Culture clash.  You can hear it on a bus, in the supermarket, in the street.  It can sometimes have serious aftereffects, set people off on wrong pathways, but it can also be very funny, both for those taking part, and, perhaps more so, for those listening in.  The latter may come away totally confused, having only heard a snippet of the conversation, the words strung along the soundwaves shorn of all context in which their meaning lies.

""It's the supermarkets, see?  They go for big breasts.  Like fellers. - Did you see that woman on Big Brother." said an English accent.

"Who is big brother?" said a Polish accent.

And so it begins.  

"Don't you know Big Brother?  What do they have on telly where you come from?  It's where they lock 'em all up together in a house and you can watch 'em."

"Chickens?"

You know where this is going...

English accent man doesn't twig."Yeah, yeah, just like chickens.  I like that.  And there's this voice telling 'em like what they've got to do.  And they're not supposed to have sex, but one of 'em did - that one with the big, like, knockers I was telling you about."

"Big like knocker?"

Yeah, massive."

And then they're gone.  You wonder how long it will be for one of them to realise that if they're both talking about birds they're not from the same species?  Or did Mr Polish accent leave thinking there was a TV programme where you could watch chickens being ordered about, but forbidden sex?  And then where would the eggs come from?  Big Brother never thought of that.


Footnote : In these lockdown times I keep away from people so overhearing is almost impossible.  I have used a short piece of dialogue from Marina Lewycka's Two Caravans, where the two participants quickly end up at cross purposes.

14/01/21

Day 14 - The Found Poem

 THE FOUND POEM


Prompt - The Found Poem : Read a book and circle some words on a page.  Use those words to craft a poem.


When the snow starts, 

My body won't be there

You'll miss the warmth you need from me

When I have gone elsewhere


I suppose not, you said, 

I have solid warm clothes,

I'm from the north, we understand cold 

I do know how it goes


You heard my words

But you didn't hear me

And saying what I wanted to say?

It's not who I can be


When the snow starts,

My body won't be there

Is it just the warmth of me you'll miss,

When I have gone elsewhere?

 


Footnote -  The original words are from Nicolas Freeling's Valparaiso :

"When the snow starts, my body won't be there to provide warmth."

It jarred on him; nothing had been further from his thoughts

"No, I suppose not.  I have plenty of solid warm clothes.  I thought about it carefully.  And I am from the north, you know.  We understand cold, there."

13/01/21

Day 13 - The Letter

 THE LETTER


Prompt : Write a poem or story using words from a famous letter or inspired by a letter someone sent you.

TASK STATEMENT →
Reproduce the blog excerpt word for word, from "I suppose not, you" down to "wanted to say?". The rows below were taken from a different source than the blog excerpt.

Image-grounded pointing data
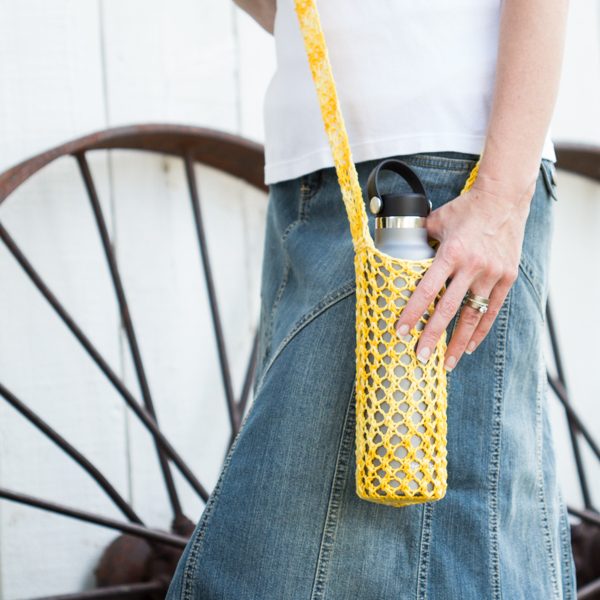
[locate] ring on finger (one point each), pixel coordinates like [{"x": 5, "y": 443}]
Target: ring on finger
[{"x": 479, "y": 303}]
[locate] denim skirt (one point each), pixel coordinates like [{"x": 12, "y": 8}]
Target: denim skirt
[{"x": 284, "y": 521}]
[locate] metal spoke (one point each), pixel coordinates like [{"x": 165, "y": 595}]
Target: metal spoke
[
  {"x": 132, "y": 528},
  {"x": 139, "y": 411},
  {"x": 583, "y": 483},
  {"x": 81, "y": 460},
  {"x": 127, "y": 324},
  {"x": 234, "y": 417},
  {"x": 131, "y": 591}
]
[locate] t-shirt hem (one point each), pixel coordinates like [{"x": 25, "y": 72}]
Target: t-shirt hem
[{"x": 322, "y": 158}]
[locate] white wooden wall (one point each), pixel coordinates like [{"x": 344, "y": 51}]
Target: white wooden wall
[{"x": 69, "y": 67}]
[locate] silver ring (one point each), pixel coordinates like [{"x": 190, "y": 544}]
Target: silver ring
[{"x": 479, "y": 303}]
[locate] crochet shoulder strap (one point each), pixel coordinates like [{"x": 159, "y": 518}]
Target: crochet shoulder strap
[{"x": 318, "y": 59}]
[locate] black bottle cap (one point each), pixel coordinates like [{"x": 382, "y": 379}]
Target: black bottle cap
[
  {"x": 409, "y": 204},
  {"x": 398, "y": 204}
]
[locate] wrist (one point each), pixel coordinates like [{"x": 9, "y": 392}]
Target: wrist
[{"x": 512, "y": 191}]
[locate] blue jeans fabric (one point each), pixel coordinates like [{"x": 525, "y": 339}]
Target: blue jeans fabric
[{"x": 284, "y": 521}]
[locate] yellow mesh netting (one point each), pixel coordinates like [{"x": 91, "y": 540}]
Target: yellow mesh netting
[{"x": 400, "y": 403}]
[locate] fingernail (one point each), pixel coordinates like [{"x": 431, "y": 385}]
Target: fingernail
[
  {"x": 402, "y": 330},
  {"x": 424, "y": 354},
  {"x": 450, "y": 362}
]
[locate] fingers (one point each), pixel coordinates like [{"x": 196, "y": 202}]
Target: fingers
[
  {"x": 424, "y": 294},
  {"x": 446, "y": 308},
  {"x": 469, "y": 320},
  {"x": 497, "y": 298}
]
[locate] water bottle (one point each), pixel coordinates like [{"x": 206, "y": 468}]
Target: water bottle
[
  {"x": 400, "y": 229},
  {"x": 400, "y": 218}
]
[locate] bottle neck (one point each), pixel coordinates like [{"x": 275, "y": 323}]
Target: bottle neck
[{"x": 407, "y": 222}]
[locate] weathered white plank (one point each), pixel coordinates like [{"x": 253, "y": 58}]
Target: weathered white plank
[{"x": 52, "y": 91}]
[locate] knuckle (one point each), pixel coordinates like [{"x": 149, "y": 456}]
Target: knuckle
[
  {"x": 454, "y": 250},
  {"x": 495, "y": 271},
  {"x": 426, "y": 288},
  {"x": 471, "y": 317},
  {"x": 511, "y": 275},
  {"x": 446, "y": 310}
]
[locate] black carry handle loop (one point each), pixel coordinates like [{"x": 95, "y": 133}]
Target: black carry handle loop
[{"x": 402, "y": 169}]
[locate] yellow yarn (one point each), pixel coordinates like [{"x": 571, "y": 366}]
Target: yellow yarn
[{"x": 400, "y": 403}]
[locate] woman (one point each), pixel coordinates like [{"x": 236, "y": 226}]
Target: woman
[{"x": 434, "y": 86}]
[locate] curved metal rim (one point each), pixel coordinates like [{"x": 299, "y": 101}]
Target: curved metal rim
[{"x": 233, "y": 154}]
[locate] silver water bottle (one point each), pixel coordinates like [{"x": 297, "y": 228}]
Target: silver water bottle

RESPONSE TO THIS TASK →
I suppose not, you said, 

I have solid warm clothes,

I'm from the north, we understand cold 

I do know how it goes


You heard my words

But you didn't hear me

And saying what I wanted to say?